Copy word for word, and only, the lines below from the one with "Exercise. For every instance of the hairdressing" through the last.

++++++++

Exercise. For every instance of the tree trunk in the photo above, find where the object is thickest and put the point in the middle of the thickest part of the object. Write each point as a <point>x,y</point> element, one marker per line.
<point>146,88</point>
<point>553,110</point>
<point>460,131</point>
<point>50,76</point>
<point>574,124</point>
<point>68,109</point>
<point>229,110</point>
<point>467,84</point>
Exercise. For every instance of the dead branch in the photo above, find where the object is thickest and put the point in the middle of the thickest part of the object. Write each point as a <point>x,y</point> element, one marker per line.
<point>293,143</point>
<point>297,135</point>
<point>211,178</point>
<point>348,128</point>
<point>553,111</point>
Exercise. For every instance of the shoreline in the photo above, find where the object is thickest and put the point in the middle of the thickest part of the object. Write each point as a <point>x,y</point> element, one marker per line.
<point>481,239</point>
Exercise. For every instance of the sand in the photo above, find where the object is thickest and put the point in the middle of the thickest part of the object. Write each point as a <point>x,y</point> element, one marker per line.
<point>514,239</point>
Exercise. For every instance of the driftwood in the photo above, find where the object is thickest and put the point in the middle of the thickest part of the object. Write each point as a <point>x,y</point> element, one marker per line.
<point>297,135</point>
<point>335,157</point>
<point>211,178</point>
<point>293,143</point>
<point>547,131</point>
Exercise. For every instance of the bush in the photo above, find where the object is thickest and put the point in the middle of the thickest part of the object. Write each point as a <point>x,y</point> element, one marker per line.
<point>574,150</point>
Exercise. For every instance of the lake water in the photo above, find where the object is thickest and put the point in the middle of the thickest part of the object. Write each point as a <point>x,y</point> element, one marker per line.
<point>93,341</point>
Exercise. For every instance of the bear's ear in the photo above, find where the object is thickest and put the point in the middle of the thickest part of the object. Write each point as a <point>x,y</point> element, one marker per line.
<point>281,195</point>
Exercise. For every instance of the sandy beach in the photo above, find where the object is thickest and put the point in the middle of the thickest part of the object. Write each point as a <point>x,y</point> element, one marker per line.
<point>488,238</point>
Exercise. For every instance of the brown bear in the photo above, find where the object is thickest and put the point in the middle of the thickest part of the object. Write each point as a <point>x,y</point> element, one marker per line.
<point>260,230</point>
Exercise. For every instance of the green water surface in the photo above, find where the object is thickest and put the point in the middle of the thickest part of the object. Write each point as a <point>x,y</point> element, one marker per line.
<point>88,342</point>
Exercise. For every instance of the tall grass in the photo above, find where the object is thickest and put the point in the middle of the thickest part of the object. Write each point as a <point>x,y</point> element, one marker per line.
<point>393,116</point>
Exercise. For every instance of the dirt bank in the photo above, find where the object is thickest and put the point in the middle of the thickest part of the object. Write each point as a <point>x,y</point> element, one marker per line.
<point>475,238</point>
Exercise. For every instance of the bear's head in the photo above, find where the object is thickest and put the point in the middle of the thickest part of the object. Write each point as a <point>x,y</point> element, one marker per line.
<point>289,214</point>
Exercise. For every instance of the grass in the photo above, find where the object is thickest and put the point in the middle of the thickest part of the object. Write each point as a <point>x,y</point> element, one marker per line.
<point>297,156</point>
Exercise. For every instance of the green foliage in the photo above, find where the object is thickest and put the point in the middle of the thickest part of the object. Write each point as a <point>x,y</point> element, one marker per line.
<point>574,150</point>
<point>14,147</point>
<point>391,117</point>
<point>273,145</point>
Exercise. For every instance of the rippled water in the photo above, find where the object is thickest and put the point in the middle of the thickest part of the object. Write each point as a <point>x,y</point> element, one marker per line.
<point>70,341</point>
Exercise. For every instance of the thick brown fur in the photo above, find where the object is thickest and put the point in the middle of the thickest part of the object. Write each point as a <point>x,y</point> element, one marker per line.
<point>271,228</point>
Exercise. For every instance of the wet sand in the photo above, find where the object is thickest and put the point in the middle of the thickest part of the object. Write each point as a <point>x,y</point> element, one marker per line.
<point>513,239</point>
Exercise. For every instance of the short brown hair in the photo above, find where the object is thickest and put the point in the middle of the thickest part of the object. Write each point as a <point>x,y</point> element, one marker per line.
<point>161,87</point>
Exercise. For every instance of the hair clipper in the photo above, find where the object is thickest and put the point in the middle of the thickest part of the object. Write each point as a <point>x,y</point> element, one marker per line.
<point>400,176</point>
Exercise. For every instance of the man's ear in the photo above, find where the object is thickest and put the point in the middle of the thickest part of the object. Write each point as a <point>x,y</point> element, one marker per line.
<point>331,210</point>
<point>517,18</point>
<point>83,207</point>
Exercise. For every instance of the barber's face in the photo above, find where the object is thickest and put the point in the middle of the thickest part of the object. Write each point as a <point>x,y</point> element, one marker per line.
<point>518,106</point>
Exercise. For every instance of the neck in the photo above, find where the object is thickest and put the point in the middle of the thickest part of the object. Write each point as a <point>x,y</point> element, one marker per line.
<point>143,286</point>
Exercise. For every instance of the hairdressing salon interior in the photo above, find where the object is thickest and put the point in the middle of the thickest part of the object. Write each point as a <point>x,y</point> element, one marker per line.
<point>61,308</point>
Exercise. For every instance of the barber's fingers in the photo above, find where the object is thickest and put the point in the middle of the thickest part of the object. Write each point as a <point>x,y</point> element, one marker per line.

++++++++

Your response>
Exercise. For every instance of the hairdressing salon interior in the photo above, find where the object is thickest and put the point in the middle of the thickest part of the object. Write each point as a <point>x,y</point> element, one marker per line.
<point>61,308</point>
Exercise. For every instance of the barber's fingers in the photo above, find where the object is thickest and put the point in the middle of the thickest part of the object. Write each point as a <point>x,y</point> element, one marker per line.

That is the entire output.